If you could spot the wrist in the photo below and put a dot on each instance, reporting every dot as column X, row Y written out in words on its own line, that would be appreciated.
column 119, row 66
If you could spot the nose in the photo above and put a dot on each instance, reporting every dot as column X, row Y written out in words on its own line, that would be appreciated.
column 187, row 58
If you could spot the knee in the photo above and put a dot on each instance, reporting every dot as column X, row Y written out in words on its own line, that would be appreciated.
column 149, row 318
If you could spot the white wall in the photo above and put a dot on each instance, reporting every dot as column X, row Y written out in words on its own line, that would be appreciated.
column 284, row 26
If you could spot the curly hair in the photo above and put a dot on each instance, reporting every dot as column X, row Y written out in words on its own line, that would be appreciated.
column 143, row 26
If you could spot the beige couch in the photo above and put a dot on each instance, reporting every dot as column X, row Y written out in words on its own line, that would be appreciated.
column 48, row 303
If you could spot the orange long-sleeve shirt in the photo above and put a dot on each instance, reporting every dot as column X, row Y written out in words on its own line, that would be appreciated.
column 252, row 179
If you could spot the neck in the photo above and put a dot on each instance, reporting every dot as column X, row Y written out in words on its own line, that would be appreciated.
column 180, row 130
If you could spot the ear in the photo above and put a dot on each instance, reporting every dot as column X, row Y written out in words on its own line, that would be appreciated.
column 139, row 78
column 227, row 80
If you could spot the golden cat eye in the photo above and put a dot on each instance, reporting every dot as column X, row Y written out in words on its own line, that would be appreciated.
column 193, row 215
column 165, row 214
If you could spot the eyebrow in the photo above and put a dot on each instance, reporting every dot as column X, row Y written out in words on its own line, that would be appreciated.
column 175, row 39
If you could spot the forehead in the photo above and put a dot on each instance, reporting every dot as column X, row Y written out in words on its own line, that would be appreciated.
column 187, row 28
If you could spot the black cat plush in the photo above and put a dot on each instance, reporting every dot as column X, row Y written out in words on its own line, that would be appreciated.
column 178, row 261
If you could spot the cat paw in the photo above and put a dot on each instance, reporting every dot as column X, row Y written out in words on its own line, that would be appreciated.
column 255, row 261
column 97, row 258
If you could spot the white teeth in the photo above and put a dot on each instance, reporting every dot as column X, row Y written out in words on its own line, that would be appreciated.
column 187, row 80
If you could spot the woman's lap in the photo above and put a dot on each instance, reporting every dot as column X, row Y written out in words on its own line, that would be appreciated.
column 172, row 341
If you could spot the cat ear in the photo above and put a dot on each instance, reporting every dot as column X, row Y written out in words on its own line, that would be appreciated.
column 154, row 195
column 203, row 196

☆ ☆ ☆ ☆ ☆

WHAT IS EXPECTED.
Once more, write out the records above, exactly as they stand.

ANSWER SECTION.
If you could spot the wrist in the photo below and put a dot on each instance, reporting every dot as column X, row Y written out in words on its own line, that would be appreciated.
column 119, row 66
If you could spot the nose in the photo above and put a dot on each instance, reporting every dot as column X, row Y written out in words on its own line, that would be appreciated.
column 187, row 58
If you could spot the knee in the photo above and put a dot on each instance, reporting every dot as column X, row Y written out in words on its own line, that would be appreciated.
column 149, row 318
If you could spot the white wall in the photo above and put a dot on each instance, reporting every dot as column X, row Y written out in words on its own line, that would be appreciated.
column 284, row 26
If you could spot the curly hair in the photo above and put a dot on each instance, reporting every dot as column X, row Y written out in words on its own line, that would be appreciated.
column 143, row 26
If you could spot the beige couch in the photo above and put a dot on each instance, reporting every dot as column X, row Y written out in words on its own line, that would be appreciated.
column 48, row 303
If you could spot the orange long-sleeve shirt in the photo above and put a dot on each instance, reporting every dot as column X, row Y written out in words on its own line, that would be appreciated.
column 252, row 179
If you could spot the neck in the photo above and put a dot on each instance, reporting every dot as column X, row Y written out in words on its own line, that would be appreciated.
column 180, row 130
If you could spot the ear in the photo above and put a dot on each instance, reporting every dot as column X, row Y written out in words on its own line, that would be appreciated.
column 139, row 78
column 227, row 80
If you could spot the golden cat eye in the photo above and put a dot on each instance, reporting every dot as column X, row Y written out in words on its own line, that would be appreciated.
column 193, row 215
column 165, row 214
If you could spot the eyebrow in the photo above and put a dot on each instance, reporting every dot as column X, row Y written out in words on its own line, that would be appreciated.
column 175, row 39
If you could spot the forehead in the photo above and put a dot on each instance, reporting every dot as column X, row Y written out in words on its own line, that would be appreciated.
column 187, row 28
If you could spot the black cat plush in the photo above and put a dot on each instance, reporting every dot as column X, row Y written out in words on its own line, that would be appreciated.
column 178, row 261
If you could spot the cat paw in the photo above and put a dot on each instance, reporting every dot as column X, row Y written out in words on its own line, that would be appreciated.
column 255, row 261
column 97, row 258
If you could spot the white teeth in the photo above and put a dot on each instance, reporting every dot as column X, row Y written out in words on its own line, that would be appreciated.
column 187, row 80
If you could spot the woman's lap in the photo above and put a dot on each instance, reporting every dot as column X, row Y written out in words on its own line, that would be appreciated.
column 172, row 341
If you could spot the cat ear in the photo above and put a dot on each instance, reporting every dot as column X, row Y written out in words on its own line, that would be appreciated.
column 154, row 195
column 203, row 196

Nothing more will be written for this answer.